** Instrucciones de tareas **
[A] Resume en dos oraciones el texto sobre el vínculo en los mamíferos.
[B] Prolonga el texto sobre el vínculo en los mamíferos a partir de su última oración.

** Texto de página **
=====

En los mamíferos esa sincronía biológica y comportamental se aprende tempranamente, en un período sensible durante el cual la proximidad con sus cuidadores principales es clave para organizar los ritmos biológicos de la cría y permitir el establecimiento de un vínculo duradero entre la madre y el hijo. John Bowlby y Harry Harlow, ya en la mitad del siglo XX, describieron ese vínculo como una emoción básica, presente en todos los mamíferos, cuyo componente subjetivo llamaron “amor”.

=====

** Extracto de datos **
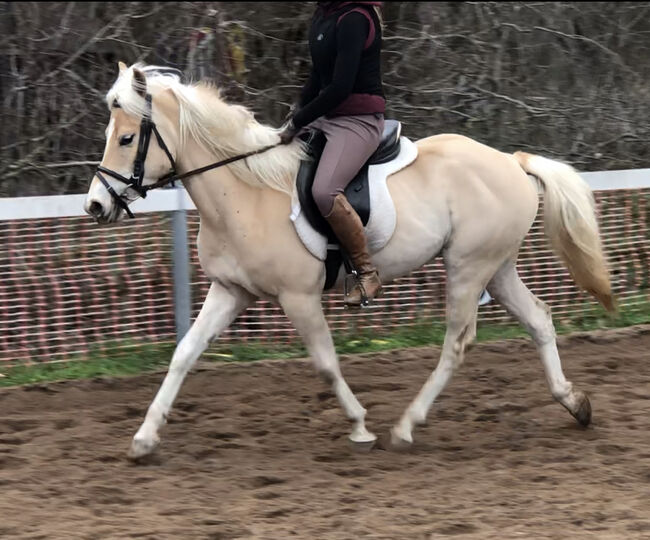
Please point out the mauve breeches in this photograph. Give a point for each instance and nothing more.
(351, 140)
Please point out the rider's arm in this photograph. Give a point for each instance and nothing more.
(311, 88)
(352, 33)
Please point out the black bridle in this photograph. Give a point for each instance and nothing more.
(147, 126)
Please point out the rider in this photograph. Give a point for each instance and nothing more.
(344, 99)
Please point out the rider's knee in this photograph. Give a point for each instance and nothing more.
(323, 198)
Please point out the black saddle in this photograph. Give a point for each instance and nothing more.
(357, 192)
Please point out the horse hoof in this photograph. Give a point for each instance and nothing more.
(141, 448)
(362, 440)
(583, 412)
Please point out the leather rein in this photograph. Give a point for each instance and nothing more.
(147, 126)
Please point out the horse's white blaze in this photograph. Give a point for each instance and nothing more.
(464, 200)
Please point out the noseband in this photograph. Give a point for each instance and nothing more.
(147, 126)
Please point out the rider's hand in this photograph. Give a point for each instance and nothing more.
(288, 133)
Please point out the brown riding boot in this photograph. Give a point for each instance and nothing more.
(347, 226)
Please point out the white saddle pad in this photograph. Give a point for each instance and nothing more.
(382, 219)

=====

** Respuestas de tareas **
[A] En los mamíferos, la sincronía biológica y comportamental se aprende temprano, en un período sensible en el que la proximidad con los cuidadores principales organiza los ritmos biológicos de la cría y permite un vínculo duradero entre madre e hijo. A mediados del siglo XX, John Bowlby y Harry Harlow describieron ese vínculo como una emoción básica presente en todos los mamíferos, cuyo componente subjetivo llamaron "amor".

[B]
En la intimidad de ese vínculo afectivo se sincronizan el sueño, la frecuencia cardíaca, los niveles de oxitocina y el comportamiento entre madres e hijos. A través de esta sincronía biológica y comportamental los padres pueden sentir las señales corporales y emocionales de sus crías. Los hijos dirigen la sinfonía que ejecutarán los padres, de acuerdo a sus necesidades y demandas, y coordinan respuestas sensorimotoras, contingentes, afectivas, flexibles y coincidentes entre ambos padres. En la práctica, por supuesto, esa sinfonía entre padres e hijos puede variar entre individuos y contextos: puede estar muy afinada, completamente desafinada e incluso puede no existir.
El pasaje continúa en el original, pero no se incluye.